Region labeling items:
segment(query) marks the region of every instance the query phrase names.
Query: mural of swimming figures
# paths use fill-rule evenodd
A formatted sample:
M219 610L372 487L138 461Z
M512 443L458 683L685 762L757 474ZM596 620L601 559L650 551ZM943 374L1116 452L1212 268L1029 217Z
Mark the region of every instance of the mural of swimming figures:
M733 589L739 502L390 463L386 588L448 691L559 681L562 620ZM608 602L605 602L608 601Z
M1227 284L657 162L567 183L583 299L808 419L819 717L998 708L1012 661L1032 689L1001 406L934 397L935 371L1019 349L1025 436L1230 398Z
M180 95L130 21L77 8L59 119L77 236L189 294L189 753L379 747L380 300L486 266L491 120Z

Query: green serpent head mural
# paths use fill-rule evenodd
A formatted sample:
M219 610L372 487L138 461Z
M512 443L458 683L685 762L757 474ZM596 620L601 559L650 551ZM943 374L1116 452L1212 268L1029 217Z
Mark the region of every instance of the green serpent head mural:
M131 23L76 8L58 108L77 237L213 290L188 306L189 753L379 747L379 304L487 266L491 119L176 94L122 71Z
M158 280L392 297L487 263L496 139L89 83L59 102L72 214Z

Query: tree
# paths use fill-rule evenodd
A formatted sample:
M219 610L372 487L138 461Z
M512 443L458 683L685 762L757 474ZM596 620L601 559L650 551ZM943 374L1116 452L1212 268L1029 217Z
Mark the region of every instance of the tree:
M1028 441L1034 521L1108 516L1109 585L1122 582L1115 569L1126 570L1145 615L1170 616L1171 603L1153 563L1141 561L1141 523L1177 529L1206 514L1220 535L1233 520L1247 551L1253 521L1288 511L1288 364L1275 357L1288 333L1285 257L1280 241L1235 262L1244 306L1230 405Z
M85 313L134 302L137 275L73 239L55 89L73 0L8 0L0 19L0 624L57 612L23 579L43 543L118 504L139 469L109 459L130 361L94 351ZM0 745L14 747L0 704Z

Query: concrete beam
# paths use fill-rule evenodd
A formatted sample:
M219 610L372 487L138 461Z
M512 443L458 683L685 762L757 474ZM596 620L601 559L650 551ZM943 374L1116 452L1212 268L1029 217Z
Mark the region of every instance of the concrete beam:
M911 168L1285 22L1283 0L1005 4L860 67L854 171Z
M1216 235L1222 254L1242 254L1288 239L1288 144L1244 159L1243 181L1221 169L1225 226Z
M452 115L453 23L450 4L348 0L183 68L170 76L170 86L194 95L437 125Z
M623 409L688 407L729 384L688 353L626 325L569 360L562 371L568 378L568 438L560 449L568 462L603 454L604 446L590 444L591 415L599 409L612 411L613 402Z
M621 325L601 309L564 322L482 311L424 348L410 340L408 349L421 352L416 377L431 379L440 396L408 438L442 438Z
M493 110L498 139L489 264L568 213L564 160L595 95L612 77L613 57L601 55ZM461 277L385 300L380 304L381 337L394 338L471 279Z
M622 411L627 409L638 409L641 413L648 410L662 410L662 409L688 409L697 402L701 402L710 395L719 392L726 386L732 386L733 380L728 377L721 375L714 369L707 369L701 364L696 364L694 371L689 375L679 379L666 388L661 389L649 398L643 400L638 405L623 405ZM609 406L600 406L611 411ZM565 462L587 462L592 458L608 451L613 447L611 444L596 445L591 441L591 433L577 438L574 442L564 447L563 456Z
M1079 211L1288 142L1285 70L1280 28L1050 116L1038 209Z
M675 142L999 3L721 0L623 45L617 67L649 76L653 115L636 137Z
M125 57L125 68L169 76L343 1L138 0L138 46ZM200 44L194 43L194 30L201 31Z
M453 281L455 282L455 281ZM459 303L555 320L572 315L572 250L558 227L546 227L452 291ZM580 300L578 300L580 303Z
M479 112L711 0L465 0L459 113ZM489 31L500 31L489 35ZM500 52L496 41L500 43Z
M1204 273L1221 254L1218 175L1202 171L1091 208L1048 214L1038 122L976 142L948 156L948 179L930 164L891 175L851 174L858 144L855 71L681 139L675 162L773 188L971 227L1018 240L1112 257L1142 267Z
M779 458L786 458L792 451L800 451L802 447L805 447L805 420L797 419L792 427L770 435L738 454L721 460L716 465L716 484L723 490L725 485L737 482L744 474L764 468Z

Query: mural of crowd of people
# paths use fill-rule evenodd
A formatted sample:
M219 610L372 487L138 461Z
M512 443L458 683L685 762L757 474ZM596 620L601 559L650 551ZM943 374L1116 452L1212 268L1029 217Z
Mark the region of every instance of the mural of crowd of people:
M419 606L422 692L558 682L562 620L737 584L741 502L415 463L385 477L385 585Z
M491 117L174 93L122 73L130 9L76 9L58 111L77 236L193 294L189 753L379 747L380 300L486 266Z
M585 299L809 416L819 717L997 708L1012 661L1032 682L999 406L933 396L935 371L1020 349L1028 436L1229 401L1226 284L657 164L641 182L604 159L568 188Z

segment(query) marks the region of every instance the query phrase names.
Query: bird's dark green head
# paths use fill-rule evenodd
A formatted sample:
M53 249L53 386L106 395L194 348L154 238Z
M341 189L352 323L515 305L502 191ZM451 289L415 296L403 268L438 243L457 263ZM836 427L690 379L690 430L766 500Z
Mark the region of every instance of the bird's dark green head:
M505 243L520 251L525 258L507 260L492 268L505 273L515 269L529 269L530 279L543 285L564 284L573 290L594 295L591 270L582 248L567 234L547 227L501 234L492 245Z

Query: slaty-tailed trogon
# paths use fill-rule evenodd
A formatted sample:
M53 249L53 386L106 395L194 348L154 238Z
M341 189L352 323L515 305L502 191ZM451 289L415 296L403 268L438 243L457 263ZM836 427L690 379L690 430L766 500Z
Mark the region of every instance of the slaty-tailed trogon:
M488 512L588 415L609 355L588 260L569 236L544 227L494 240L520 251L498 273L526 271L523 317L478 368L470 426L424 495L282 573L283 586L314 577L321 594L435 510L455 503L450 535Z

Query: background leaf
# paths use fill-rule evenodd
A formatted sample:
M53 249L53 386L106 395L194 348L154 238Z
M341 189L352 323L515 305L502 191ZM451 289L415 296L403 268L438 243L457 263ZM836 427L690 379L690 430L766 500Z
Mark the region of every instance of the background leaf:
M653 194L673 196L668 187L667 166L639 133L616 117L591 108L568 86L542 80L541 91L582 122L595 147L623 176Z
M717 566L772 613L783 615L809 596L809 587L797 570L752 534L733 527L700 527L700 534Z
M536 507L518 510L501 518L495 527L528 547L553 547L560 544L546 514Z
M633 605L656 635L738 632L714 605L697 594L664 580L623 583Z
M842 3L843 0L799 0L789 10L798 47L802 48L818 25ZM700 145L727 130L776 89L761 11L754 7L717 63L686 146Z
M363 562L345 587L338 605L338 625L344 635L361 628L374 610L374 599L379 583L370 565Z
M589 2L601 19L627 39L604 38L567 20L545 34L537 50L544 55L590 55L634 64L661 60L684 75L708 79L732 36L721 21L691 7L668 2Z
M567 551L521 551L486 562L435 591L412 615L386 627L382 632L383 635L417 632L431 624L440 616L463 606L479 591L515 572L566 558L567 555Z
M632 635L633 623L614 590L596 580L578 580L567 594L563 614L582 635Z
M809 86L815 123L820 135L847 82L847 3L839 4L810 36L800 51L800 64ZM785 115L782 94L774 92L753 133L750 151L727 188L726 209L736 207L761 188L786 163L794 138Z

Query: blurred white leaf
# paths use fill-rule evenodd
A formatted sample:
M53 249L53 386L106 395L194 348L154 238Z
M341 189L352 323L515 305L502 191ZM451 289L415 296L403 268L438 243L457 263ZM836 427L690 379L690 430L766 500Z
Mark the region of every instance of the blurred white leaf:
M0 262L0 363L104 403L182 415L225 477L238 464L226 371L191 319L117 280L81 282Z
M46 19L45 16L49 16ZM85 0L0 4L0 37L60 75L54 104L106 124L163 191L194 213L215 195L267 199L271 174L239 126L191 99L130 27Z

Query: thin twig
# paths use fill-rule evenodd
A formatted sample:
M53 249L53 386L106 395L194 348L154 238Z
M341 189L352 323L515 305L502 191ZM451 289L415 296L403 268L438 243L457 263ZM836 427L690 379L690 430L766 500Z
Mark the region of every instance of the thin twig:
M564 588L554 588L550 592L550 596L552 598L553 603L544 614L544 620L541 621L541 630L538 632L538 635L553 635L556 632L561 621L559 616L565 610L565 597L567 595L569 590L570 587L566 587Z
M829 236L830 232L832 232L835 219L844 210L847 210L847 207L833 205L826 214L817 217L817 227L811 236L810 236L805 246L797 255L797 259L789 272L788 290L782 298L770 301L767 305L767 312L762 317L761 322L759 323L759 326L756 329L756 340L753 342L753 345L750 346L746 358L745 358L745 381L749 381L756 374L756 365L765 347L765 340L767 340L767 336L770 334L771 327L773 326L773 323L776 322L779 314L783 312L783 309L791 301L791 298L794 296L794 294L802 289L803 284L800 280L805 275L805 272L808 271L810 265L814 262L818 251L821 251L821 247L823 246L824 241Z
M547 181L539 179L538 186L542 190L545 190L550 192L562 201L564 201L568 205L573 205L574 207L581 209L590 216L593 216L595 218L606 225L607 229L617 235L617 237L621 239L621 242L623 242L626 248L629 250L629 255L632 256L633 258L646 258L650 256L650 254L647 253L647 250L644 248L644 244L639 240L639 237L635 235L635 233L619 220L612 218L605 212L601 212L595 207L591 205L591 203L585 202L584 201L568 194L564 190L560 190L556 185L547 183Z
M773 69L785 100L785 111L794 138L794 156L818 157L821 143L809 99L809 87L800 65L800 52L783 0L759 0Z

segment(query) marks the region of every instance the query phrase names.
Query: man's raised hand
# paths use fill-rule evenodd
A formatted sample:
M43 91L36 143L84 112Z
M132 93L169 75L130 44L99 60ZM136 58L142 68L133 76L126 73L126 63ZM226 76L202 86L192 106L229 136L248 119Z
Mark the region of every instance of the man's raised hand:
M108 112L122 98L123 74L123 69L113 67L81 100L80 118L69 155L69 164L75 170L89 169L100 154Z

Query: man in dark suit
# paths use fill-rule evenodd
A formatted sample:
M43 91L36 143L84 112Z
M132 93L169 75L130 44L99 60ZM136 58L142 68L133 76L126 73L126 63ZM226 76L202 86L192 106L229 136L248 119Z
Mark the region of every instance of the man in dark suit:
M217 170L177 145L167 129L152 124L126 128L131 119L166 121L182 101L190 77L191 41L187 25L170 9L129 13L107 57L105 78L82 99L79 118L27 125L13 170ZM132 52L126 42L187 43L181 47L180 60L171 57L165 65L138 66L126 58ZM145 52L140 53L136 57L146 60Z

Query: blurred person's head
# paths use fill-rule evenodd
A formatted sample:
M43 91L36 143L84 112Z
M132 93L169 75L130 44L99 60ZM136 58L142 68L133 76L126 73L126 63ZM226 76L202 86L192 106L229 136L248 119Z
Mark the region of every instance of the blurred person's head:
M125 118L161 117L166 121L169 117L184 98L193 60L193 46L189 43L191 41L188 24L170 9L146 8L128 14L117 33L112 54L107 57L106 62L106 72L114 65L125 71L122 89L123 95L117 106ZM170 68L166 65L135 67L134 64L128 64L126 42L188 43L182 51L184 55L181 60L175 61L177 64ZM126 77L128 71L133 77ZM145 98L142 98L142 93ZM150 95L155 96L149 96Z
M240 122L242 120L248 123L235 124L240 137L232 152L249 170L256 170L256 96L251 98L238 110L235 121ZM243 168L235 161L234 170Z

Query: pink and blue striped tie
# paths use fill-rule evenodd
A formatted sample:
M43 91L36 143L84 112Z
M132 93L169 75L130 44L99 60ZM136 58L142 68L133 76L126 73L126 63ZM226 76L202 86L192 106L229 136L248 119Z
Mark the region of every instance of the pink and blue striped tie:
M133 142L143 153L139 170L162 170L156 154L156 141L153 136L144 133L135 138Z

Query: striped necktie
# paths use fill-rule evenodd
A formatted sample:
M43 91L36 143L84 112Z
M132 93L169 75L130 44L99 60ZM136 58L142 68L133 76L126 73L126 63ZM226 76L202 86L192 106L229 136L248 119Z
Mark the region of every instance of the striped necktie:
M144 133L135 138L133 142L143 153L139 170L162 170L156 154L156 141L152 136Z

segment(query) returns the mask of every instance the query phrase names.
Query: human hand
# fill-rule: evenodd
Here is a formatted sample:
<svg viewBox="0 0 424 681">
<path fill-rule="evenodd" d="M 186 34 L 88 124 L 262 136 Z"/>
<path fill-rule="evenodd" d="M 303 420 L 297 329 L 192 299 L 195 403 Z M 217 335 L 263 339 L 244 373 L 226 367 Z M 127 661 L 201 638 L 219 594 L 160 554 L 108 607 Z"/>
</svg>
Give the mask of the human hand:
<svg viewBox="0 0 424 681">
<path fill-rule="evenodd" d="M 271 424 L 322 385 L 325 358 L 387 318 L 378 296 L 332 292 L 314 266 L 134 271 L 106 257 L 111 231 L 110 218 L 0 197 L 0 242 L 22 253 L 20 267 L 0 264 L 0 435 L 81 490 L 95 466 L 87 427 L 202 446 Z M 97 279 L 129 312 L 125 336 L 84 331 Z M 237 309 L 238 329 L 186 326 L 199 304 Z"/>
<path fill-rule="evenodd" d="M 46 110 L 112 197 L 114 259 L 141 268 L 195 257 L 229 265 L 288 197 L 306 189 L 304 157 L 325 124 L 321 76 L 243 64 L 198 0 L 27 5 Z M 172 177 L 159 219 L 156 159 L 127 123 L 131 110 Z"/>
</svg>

**Instructions for the task**
Copy out everything from the line containing "Query: striped necktie" down to the end of the items above.

**Written solution**
Query: striped necktie
# paths use fill-rule evenodd
A formatted sample:
M43 91L36 143L84 112Z
M132 93L169 75L130 44L99 60ZM136 58L142 68L133 76L126 73L126 63ZM226 76L202 86L192 106L229 136L248 119Z
Mark the region of every instance of the striped necktie:
M144 133L135 138L133 142L143 153L139 170L162 170L156 154L156 141L152 136Z

segment(query) returns the mask of every instance the query phrase names.
Query: human hand
# fill-rule: evenodd
Here is a formatted sample:
<svg viewBox="0 0 424 681">
<path fill-rule="evenodd" d="M 186 34 L 88 124 L 262 136 Z"/>
<path fill-rule="evenodd" d="M 303 420 L 297 329 L 192 299 L 195 403 Z M 217 335 L 263 339 L 244 373 L 226 367 Z M 127 661 L 201 638 L 219 594 L 160 554 L 108 607 Z"/>
</svg>
Give the mask of the human hand:
<svg viewBox="0 0 424 681">
<path fill-rule="evenodd" d="M 271 424 L 322 385 L 325 358 L 387 318 L 378 296 L 332 292 L 314 266 L 134 271 L 106 257 L 111 231 L 110 218 L 0 197 L 0 242 L 22 253 L 20 267 L 0 264 L 0 435 L 81 490 L 95 466 L 87 427 L 202 446 Z M 97 279 L 129 312 L 125 336 L 84 331 Z M 237 309 L 238 329 L 186 326 L 199 304 Z"/>
<path fill-rule="evenodd" d="M 46 110 L 112 197 L 114 259 L 141 268 L 195 257 L 229 265 L 288 197 L 306 189 L 304 157 L 325 124 L 321 76 L 243 64 L 198 0 L 27 5 Z M 172 177 L 159 219 L 156 159 L 127 123 L 131 110 Z"/>
</svg>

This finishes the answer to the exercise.